Line by line, transcribe the records exactly.

[Data listing — start]

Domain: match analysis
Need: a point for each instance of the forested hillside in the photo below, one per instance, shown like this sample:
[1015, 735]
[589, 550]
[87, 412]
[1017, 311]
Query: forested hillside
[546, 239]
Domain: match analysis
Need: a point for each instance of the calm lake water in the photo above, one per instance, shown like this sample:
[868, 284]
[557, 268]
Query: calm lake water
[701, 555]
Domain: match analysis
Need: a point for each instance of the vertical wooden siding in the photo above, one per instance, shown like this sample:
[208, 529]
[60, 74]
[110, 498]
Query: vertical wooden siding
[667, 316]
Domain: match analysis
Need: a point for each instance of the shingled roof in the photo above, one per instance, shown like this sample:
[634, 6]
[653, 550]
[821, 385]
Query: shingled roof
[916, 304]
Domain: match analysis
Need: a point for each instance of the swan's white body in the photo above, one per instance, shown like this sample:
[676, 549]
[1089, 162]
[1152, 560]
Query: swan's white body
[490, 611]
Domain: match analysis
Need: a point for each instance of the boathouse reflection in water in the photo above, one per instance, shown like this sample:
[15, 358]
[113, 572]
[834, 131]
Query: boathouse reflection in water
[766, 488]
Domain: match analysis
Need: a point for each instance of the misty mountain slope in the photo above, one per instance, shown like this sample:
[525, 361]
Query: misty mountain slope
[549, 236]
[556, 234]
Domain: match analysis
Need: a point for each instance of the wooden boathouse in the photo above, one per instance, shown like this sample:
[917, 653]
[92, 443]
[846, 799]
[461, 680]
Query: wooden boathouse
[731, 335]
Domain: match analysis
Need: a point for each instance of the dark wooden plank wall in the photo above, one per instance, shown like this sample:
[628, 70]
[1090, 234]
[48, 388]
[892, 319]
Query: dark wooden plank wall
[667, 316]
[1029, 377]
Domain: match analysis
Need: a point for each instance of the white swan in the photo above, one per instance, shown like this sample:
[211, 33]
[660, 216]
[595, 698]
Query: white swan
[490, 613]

[Data listing — finish]

* Solution to this task
Domain: match analysis
Need: a point for each instance of the forested hillside in the photo below, one per instance, shown like this sample:
[1015, 735]
[589, 550]
[87, 412]
[1017, 311]
Query: forested hillside
[546, 239]
Domain: match analysis
Need: a point for each instance of the calm lake water in the photo above, one per instance, shown like this sample:
[868, 284]
[557, 268]
Query: calm lake water
[701, 555]
Domain: match analysis
Need: a point for each instance of the vertical wooden siding in the photo above, one per instance, shown like this sample:
[208, 529]
[60, 74]
[110, 498]
Query: vertical wooden siding
[667, 316]
Domain: match analysis
Need: a point for each instance of the shingled roof in the photo above, one per instance, shown like this sample:
[634, 6]
[653, 550]
[821, 385]
Query: shingled roof
[916, 304]
Domain: match analysis
Need: a point for each instance of the swan's white body in the photo above, one per instance, shown like this sample:
[676, 549]
[1089, 162]
[1152, 560]
Query: swan's white body
[490, 611]
Domain: match analysis
Need: a point for each instance of the boathouse reflection in water in the photo above, one per instance, shown like this sample:
[15, 358]
[113, 572]
[834, 131]
Query: boathouse reflection in water
[766, 488]
Domain: match analysis
Need: a point for each instance of the misty mountain slope in the photo above, one per instance, shown like this sample:
[525, 361]
Query: misty mountain slope
[549, 236]
[556, 234]
Domain: match analysis
Need: a point for each instance of the wooden boathouse in the photo above, one per instance, shown like this sample:
[917, 653]
[92, 443]
[846, 799]
[461, 680]
Query: wooden boathouse
[731, 335]
Domain: match analysis
Need: a point for each instance of the dark wooden plank wall in the photo above, one per instance, shown like this sample:
[628, 70]
[1090, 234]
[48, 388]
[892, 319]
Query: dark wooden plank wall
[667, 316]
[1029, 377]
Domain: match analysis
Need: a point for each instance of the white swan in the photo above, one per instance, shown like this sample:
[211, 33]
[660, 216]
[595, 698]
Query: white swan
[490, 613]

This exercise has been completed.